╭─ The input

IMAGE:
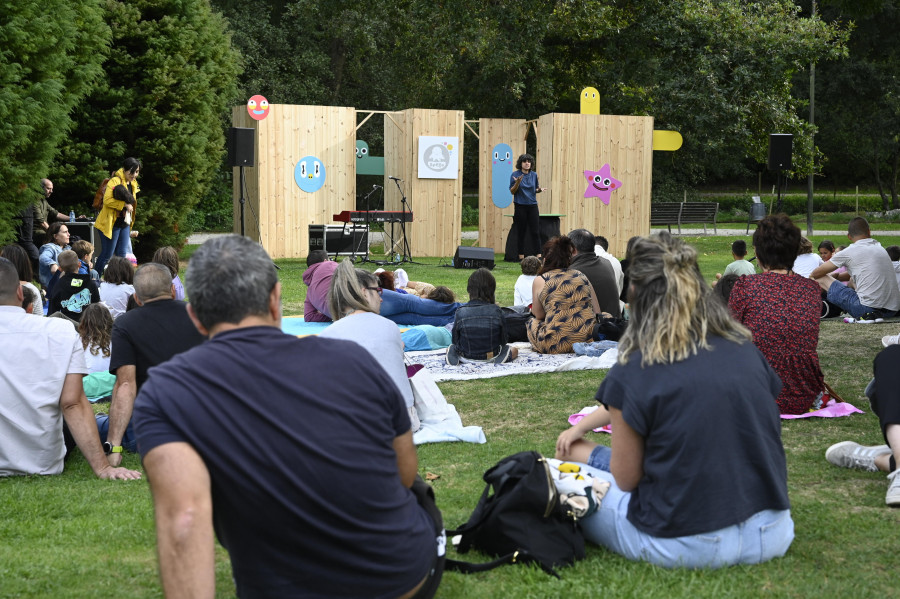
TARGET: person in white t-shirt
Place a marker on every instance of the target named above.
(874, 292)
(522, 290)
(41, 365)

╰─

| Work to be completed |
Can you format the material above as a two-column CSV headed input and output, one row per text with its answer, each in a single quoted field and with line breaks changed to spaces? Leave the picture out.

| Solution for this task |
input,output
"IMAGE: TARGET: person in white t-shirt Place a marker on every instance of the target named above.","(874, 292) (522, 290) (41, 365)"